═══ TEXT BLOCK

Life in the Loire on lock-down. 22nd April. Day thirty nine.

There are two things that I vowed to do during this lockdown. Read more, and do some kind of exercise every day. I’ve failed miserably on both counts so far.

It’s not as if I can use the excuse ‘I don’t have time’ is it? I have plenty of time.

After my depressing encounter with the scales yesterday morning I decided to ‘set to’ and do an hour in the bedroom with Jana of Figure 8. I don’t know where Jana comes from but she’s the size of a sparrow with the waist of a wasp and her energy alone is exhausting. Figure 8 is an exercise regime based upon dance (it doesn’t feel like exercise right?).

“This workout is about maximising your core power (trying hard not to laugh) and maximising your dance skills”. Now I consider myself to be pretty coordinated. I like to dance. But after 45 minutes of twirling and swirling and shimmying around the room she announces that we’re going to finish on a high with the ‘jive’.

“And reach for sky, and touch the floor, come on shimme, come on, heart rate high, this is called interval training. Kick, back, side, cross, kick, back, side, cross. Arms high, low, bend. Now pick up the tempo, add the hop, hoppity, hoppity hop. Let’s go high, knee and knee and knee and knee.”

══════
═══ MATERIAL

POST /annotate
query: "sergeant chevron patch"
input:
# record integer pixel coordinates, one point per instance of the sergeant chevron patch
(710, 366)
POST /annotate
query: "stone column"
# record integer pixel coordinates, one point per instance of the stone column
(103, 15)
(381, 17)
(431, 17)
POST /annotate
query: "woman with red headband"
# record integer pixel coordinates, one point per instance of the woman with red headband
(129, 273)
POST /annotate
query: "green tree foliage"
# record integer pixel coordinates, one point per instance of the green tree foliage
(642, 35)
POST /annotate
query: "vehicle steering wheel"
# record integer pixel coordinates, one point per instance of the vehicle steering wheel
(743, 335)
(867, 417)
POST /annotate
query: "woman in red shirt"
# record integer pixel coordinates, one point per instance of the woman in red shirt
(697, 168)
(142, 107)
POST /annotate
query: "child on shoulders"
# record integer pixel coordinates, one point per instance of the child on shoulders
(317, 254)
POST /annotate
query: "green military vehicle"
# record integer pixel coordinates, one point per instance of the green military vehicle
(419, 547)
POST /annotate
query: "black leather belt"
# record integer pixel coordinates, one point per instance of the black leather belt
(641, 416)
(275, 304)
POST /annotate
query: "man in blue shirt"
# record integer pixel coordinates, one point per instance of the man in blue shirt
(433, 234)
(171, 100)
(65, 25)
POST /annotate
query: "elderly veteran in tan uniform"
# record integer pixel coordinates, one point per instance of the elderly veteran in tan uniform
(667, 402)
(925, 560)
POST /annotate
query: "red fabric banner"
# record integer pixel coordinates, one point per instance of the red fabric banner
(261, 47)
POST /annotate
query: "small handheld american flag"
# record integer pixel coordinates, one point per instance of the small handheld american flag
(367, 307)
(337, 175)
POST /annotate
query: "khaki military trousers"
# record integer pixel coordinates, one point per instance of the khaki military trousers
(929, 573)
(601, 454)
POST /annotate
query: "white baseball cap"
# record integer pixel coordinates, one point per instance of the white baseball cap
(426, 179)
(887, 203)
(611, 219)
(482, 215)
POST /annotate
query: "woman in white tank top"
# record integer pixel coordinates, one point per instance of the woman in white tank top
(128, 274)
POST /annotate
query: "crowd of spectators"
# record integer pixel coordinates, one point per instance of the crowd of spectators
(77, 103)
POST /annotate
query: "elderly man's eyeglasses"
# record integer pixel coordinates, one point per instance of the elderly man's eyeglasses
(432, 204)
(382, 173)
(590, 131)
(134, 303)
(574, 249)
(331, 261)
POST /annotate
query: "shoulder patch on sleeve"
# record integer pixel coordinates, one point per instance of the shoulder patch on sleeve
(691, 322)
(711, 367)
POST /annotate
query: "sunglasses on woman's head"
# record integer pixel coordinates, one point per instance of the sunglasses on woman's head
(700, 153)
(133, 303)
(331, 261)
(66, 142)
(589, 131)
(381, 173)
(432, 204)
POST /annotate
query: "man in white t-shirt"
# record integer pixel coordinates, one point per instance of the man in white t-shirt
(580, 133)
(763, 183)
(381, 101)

══════

**STATED TASK 1:**
Decide whether each statement agrees with the lockdown diary entry, answering yes or no and quoting the words that settle it: (a) the writer has kept up daily exercise during the lockdown; (b) Figure 8 is an exercise regime based on dance; (c) the workout ends with the jive.
**STATED TASK 2:**
In one to three sentences, explain what led the writer of the lockdown diary entry to spend an hour exercising with Jana of Figure 8.
**STATED TASK 3:**
Continue the lockdown diary entry, picking up right after Jana's final string of instructions.

**EXERCISE ANSWER 1:**
(a) No: "I’ve failed miserably on both counts so far."
(b) Yes: "Figure 8 is an exercise regime based upon dance"
(c) Yes: "she announces that we’re going to finish on a high with the ‘jive’."

**EXERCISE ANSWER 2:**
The writer had a depressing encounter with the scales the previous morning. That prompted the decision to "set to" and do an hour of Figure 8 with Jana in the bedroom.

**EXERCISE ANSWER 3:**
I just hope the neighbours can’t see me (or hear me for that matter) as I leap around, constantly going in the wrong direction. You won’t be calling me twinkle toes any time soon that’s for sure.

As for the reading. That’s a different matter. Mentally I haven’t given myself permission to read yet. I know that sounds stupid but I just haven’t relaxed enough to sit in a chair and read. I know I have time to read. I love to read. But it feels like I’m being lazy. I should be doing something else. I’m working on that one.

Reading on the internet is another matter of course. I do plenty of that. I was just looking at the calendar for the proposed return to school in France which is being phased in over 3 weeks from the 11th May. If I was a teacher my head would be spinning already. No more than 15 in a group at any one time, some studying from home, some studying elsewhere at school, some doing sport. It’s going to be complicated.

It’s lovely and bright again today so we were able to enjoy lunch outside in the garden. We had the remainder of the spicy beef patties from last night and I made a salad with roquette, endive, cucumber, and a sliced avocado with a fig dressing and a litte more crumbled Feta cheese.

Spicy beef patties with endive, avocado and roquette salaf

And then. I sat down on the sofa in the salon and I read a book for an hour.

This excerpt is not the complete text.